The Vine Inspiration Wine and Music Awards 2016
Last year, in an attempt to channel my inner Neal Martin, I gave the world The Vine Inspiration Wine and Music awards – sales of promotional stickers were surprisingly slow (that’s how these wine “competitions” make their money, right?), but I remain undeterred and the 2016 VIWMAs are here. As with last year, no tasting notes have been consulted – these were wines that made a lasting impression.
Album Of The Year
In my 2016 predictions I proclaimed that this would be the year of Barbacarlo. And so it proved having tracked down bottles of 1994, 1996 and 2000. It’s as if the entire wine world suddenly discovered Lino Maga’s wines with a huge back catalogue cropping up on lists in Milano, London and New York. It was the Barbacarlo 1994 that set pulses racing quickest – a delicious wine at peak maturity, although you sense 1996 will eventually outlast it. I’ve lost count of the amount of times I’ve googled the distance from Milano to Broni so maybe 2017 will be the year of visiting Lino Maga.
Music: Frank Ocean – Blonde.
^^^^^^^^^^^^^^^^
§ **Directives**
1. In the wine and music awards text, which vintages of Barbacarlo did the writer track down?
2. Carry on writing the wine and music awards text, beginning after its final line.

§ **Pointing dataset records**
^^^^^^^^^^^^^^^^
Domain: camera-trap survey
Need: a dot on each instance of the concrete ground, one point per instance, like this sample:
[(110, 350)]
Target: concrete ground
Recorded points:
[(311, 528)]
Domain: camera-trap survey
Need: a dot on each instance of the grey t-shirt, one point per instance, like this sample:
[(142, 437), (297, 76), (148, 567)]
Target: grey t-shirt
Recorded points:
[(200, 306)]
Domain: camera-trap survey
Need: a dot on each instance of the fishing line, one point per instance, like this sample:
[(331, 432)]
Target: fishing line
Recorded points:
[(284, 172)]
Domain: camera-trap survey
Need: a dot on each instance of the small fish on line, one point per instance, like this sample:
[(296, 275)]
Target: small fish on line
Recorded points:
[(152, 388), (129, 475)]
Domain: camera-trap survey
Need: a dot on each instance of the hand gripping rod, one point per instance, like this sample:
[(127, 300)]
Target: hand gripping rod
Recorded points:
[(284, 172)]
^^^^^^^^^^^^^^^^
§ **Answers to each task**
1. 1994, 1996 and 2000.

2.
Mick O’Connell (MW to give him his official title) tells me that the locals in north-east Sardinia laugh at him for picking the grapes for his Garnacha Not Guerra so early. Shows you what the locals know! Jamie Goode raved about the 2015 release ensuring that there was a clamour to get your hands on one of the 360 bottles. I managed to squirrel a few back to Ireland in my suitcase thinking it’d be a rarity on these shores, but Mick’s recent move back home ensured my exclusivity wasn’t enjoyed for long. No matter, London’s loss is most certainly Dublin’s gain – or so I’ll be telling myself if I make the cut to lend a hand labelling the next vintage.
Music: Shura – Nothing’s Real
Best Live Performance
The best live performance award saw incredible competition this year. Ruling out BYO evenings and trade tastings so as to ensure a modicum of fairness, a bottle of Cantina Giardino Sophia 2014 at Lyle’s really stood out and paired really well with the entire tasting menu. It managed to hold off two immature Nebbiolos – the first a Bartolo Mascarello Langhe Nebbiolo 2013 in Noble Rot which gave an early preview of the next great Langhe vintage and late push from Gianni Canonica’s Barolo 2012 in N’Ombra de Vin which, although waaaaayyyyy too young, was delicious alongside beef tartare.
Music: Fakear at Metropolis
Critics Choice Award
A keenly contested category as you might imagine. It’s hard to look past the luncheon of the like-minded that took place in the Spring and included a number of contenders in Overnoy Arbois Pupillin 2009, Barbacarlo 2000, Clos des Vignes du Maynes Cuvée 910 2013 and various bottles from from Bindi, Giuseppe Mascarello, Arianna Occhipinti, Jean Foillard and Olivier Rivière to name but a few, but a last minute visit with Ramiro Ibáñez before I left Sanlúcar provided one of the most interesting wines of the year. UBE 2014 is a blend of Palomino Fino, Palomino de Jerez and Palomino Pelusón from albariza de antehojuelas soils – herbal and lively but requires a bit of time and effort to fully get to grips with.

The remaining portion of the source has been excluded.